WHAT THE TASK REQUIRES
Copy every one of the records below word for word, leaving each line unchanged.

RECORDS SHOWN
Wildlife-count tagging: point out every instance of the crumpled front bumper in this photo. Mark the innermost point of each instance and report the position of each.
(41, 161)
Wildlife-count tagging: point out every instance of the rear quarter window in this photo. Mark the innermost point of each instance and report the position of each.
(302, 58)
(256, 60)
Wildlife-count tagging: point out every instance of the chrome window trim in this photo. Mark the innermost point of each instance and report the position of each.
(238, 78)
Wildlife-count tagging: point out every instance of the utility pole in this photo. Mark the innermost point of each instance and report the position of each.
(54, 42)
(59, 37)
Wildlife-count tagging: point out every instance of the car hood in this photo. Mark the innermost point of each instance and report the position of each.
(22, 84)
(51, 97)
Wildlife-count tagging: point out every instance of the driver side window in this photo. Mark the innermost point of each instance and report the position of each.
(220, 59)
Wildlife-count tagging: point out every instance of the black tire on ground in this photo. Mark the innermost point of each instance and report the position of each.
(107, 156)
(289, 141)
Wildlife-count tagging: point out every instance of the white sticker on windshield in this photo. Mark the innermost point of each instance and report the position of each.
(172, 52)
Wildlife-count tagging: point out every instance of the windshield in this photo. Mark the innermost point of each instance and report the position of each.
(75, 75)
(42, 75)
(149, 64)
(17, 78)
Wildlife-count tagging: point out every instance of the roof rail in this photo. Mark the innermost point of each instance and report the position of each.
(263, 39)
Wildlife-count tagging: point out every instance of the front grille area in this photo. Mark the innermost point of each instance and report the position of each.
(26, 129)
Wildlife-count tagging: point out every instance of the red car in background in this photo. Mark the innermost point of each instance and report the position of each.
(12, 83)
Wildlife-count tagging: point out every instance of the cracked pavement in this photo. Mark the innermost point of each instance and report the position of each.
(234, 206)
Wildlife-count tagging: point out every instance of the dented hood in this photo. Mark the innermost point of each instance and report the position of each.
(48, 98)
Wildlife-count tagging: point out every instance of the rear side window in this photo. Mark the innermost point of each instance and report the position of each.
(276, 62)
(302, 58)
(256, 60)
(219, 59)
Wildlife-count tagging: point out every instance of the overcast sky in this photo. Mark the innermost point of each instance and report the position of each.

ANSWER IN FULL
Wildlife-count tagging: point out every instance of the crumpled front bumper in this photo. Mark the innermost point of each instance and report the position of each.
(41, 161)
Wildlife-count tagging: point out every instance of the rear quarter window in this photo. Mark the innermost point of each instance and report the position of each.
(302, 58)
(256, 60)
Wildlife-count tagging: point out every instance of the chrome window trim in this photo. Mark the innermost point of each instance and report the position of each.
(238, 78)
Wildlife-count tagging: point out every instance of the utility pole in this photo. Mark the innermost point of each instance and report the position of each.
(54, 42)
(59, 37)
Wildlife-count tagging: point out every instance of the car hood in this photo. Mark the innermost point of each instance and report the position of each.
(22, 84)
(51, 97)
Wildlife-count tagging: point out every instance of the driver side window in this photo. Mark the innermost point of each instance and report the position of each.
(220, 59)
Wildlife-count tagging: point out every instance of the black tire on ground in this photo. Mark the innermost point of each instance and report the position of each.
(107, 156)
(289, 141)
Wildlife-count tagging: point out every instance of the white sticker on windshield in this photo. Mark the innermost point of each instance and report the position of each.
(172, 52)
Wildlife-count tagging: point out every instance of the windshield in this photo. Mark the innermost point of each instance and report the position of each.
(75, 75)
(42, 75)
(149, 64)
(17, 78)
Wildlife-count tagging: point out every instance of the roof rail in this photo. Mark the innermost point of each instance and report the position of each.
(263, 39)
Wildlife-count tagging: point out every instance of the front grille area in this photo. Mark the innermost point of each instance and report the position of each.
(26, 129)
Wildlife-count tagging: point out every instance of the red car in background in this photo. Mark the innermost point of each instance and report the position of each.
(12, 83)
Wildlife-count tagging: point out every instance of the cracked pavement in this photo. Mark the innermost point of each instance and report the position of each.
(234, 206)
Wildlife-count tagging: point out every instance of the dented hood in this photo. Mark the innermost point of each instance and report the position of each.
(48, 98)
Wildlife-count tagging: point out every instance of the rear side window in this photo. Mark the innermost point of each instance and report the position of each.
(276, 62)
(302, 58)
(256, 60)
(219, 59)
Wildlife-count tagging: point out every instance of the overcast sky in this photo. Mark the innermost point of each instance and report the position of each.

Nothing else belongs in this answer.